Referring expression data:
#####

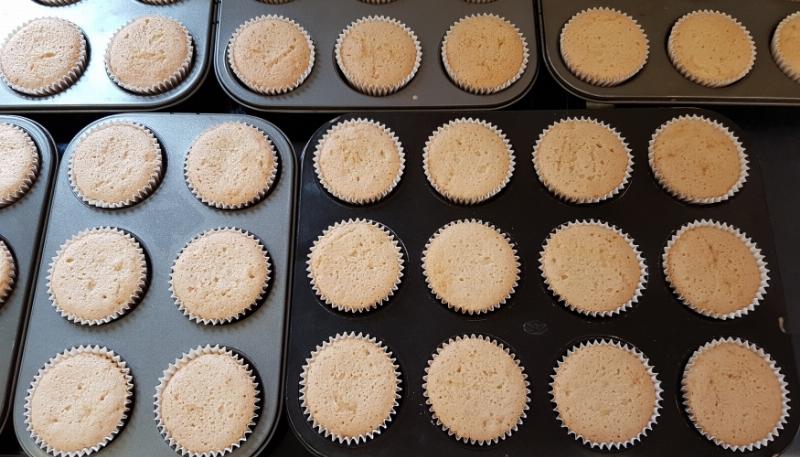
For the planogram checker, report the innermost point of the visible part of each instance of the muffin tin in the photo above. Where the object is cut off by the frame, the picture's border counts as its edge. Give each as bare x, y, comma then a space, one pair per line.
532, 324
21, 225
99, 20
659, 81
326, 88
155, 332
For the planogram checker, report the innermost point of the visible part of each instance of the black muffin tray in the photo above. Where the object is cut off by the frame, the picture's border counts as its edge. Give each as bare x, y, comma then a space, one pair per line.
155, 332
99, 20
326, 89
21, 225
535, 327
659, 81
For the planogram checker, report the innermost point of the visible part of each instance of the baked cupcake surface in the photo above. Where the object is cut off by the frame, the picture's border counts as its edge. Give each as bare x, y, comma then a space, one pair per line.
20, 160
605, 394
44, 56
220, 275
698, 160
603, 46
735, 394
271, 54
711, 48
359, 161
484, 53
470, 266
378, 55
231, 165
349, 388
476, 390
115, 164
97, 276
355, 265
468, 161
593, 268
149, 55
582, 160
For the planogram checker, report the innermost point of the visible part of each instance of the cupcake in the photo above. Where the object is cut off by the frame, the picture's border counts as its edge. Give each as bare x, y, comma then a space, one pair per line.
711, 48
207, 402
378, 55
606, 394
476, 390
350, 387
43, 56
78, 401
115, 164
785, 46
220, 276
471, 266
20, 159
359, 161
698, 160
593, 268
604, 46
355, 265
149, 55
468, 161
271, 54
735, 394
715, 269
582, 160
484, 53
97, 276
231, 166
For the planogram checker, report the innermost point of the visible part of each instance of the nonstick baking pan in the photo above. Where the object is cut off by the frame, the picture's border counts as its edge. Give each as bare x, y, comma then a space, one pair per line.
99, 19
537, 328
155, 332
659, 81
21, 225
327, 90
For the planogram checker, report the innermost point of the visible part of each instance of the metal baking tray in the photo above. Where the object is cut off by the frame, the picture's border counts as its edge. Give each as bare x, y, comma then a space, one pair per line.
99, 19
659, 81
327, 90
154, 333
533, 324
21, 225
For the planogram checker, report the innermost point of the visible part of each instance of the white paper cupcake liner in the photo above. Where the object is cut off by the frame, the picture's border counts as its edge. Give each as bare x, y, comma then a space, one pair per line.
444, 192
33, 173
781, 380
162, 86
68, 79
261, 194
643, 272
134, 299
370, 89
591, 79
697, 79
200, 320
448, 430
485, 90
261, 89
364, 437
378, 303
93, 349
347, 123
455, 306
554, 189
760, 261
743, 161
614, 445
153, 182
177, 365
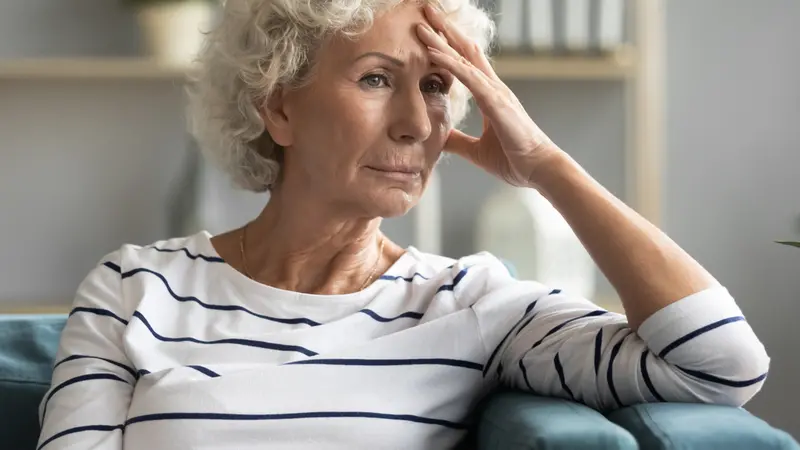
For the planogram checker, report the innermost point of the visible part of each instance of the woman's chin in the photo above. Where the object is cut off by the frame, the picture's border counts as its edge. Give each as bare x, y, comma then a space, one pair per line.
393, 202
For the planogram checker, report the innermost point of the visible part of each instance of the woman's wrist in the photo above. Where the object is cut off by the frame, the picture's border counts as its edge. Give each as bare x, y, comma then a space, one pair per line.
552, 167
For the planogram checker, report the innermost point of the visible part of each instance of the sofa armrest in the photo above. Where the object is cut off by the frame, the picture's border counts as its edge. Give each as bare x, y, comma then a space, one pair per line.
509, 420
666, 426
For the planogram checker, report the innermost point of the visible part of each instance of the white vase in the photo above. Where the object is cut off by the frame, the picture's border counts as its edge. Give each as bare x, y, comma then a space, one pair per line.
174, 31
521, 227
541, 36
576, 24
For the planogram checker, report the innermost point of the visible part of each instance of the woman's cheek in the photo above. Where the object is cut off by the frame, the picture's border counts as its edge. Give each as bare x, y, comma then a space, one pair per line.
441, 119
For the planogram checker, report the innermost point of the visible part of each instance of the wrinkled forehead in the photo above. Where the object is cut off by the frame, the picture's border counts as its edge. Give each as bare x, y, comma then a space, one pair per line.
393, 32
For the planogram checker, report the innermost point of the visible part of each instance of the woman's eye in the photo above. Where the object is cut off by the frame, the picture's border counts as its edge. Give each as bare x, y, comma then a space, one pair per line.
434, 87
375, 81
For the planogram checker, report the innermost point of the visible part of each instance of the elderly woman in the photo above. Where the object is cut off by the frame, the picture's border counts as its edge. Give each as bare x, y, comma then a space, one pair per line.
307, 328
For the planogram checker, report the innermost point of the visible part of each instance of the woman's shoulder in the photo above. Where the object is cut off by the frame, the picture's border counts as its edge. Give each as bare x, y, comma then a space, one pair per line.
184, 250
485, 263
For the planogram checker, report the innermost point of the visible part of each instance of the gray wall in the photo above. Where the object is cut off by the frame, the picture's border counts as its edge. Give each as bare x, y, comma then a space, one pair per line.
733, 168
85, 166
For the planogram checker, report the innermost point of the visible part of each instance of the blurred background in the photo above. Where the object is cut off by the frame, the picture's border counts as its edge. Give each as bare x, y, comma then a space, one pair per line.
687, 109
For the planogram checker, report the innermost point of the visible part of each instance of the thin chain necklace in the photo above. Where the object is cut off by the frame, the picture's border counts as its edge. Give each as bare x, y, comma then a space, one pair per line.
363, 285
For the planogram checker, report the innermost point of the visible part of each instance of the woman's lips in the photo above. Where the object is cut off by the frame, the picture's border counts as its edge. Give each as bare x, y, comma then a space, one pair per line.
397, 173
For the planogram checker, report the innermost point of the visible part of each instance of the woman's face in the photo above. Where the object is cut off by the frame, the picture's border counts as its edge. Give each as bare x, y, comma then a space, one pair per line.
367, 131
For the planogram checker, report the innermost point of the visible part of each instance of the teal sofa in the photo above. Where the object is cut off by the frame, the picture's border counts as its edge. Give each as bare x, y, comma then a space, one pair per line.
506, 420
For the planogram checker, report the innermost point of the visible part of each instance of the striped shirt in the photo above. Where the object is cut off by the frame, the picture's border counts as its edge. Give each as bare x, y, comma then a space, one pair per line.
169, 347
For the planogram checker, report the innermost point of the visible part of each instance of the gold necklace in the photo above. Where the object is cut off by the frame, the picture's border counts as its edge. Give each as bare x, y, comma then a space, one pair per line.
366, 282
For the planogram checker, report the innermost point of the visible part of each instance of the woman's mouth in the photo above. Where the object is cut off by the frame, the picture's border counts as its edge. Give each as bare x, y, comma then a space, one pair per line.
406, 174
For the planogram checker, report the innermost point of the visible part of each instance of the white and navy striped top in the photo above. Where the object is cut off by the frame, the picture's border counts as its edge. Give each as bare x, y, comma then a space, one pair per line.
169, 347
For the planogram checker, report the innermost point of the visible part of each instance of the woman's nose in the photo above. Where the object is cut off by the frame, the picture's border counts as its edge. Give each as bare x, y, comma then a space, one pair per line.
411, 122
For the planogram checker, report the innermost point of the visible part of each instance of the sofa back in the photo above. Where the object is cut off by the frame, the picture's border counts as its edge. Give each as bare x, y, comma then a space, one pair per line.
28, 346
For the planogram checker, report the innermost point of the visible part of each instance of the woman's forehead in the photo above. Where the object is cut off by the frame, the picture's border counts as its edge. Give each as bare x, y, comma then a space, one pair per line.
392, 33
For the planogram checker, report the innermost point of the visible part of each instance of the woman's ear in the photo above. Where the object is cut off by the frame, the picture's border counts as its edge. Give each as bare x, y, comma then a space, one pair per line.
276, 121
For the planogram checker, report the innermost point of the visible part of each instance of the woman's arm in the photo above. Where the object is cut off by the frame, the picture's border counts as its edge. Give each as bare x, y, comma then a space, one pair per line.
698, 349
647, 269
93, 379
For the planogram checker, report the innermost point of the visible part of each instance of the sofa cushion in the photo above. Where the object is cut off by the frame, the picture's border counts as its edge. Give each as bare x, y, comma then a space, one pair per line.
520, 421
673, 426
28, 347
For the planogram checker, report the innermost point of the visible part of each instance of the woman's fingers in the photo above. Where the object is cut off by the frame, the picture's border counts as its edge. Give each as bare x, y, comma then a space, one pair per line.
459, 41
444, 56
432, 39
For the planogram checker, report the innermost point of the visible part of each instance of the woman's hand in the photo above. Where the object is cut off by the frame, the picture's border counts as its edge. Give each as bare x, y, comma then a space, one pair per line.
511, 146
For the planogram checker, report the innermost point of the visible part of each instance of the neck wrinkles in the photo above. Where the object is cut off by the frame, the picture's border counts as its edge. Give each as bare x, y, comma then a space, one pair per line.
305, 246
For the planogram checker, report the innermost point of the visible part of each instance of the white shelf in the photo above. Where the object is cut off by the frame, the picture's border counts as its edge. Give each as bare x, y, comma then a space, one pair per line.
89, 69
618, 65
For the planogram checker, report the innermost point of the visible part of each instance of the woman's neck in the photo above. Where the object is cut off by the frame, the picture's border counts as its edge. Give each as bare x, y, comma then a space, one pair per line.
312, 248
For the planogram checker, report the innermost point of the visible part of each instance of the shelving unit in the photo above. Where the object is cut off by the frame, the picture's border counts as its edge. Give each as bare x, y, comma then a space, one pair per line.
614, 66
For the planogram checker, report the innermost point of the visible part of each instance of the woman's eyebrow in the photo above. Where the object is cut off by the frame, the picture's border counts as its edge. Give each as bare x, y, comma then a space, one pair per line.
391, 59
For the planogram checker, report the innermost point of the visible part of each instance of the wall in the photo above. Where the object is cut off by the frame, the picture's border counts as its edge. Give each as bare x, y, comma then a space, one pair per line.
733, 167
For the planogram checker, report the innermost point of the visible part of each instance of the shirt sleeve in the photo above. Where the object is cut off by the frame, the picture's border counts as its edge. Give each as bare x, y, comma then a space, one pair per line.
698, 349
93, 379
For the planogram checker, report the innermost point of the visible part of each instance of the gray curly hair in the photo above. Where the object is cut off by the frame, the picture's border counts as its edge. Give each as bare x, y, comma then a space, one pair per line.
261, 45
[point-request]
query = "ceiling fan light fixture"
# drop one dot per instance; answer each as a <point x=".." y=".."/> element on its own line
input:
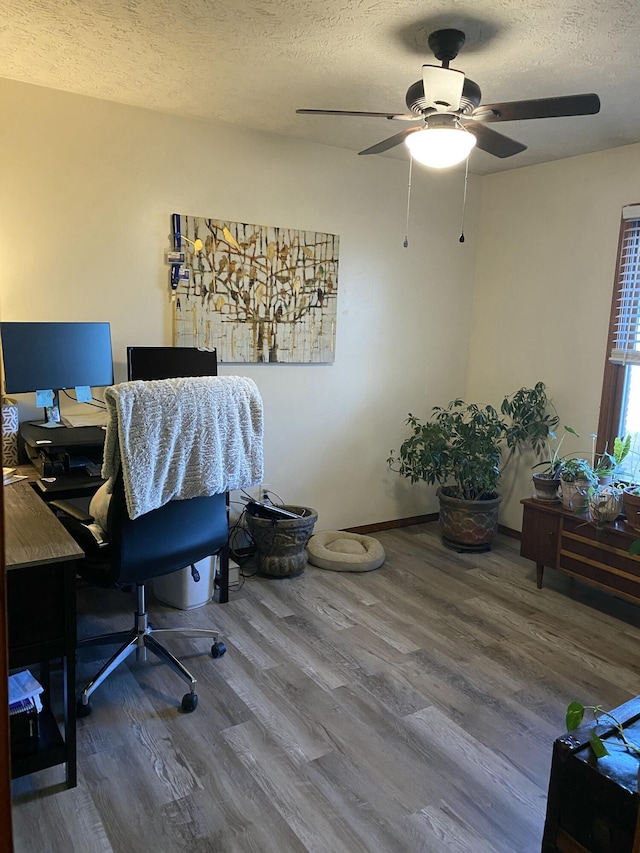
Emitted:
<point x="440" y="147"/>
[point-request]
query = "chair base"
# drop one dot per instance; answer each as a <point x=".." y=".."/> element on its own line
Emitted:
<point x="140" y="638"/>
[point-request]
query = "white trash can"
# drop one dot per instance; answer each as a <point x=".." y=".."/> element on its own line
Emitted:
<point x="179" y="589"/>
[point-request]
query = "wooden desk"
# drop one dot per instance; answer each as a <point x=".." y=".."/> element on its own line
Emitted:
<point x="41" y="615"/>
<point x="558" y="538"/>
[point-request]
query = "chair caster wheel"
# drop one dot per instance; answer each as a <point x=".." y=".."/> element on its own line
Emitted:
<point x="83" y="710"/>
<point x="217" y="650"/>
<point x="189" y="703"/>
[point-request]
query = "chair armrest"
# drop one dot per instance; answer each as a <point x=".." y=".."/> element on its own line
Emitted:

#####

_What you have to do_
Copy out every line from the data above that has "chair" in it.

_Response to this exercise_
query = "chair base"
query = "chair caster wheel"
query = "chair armrest"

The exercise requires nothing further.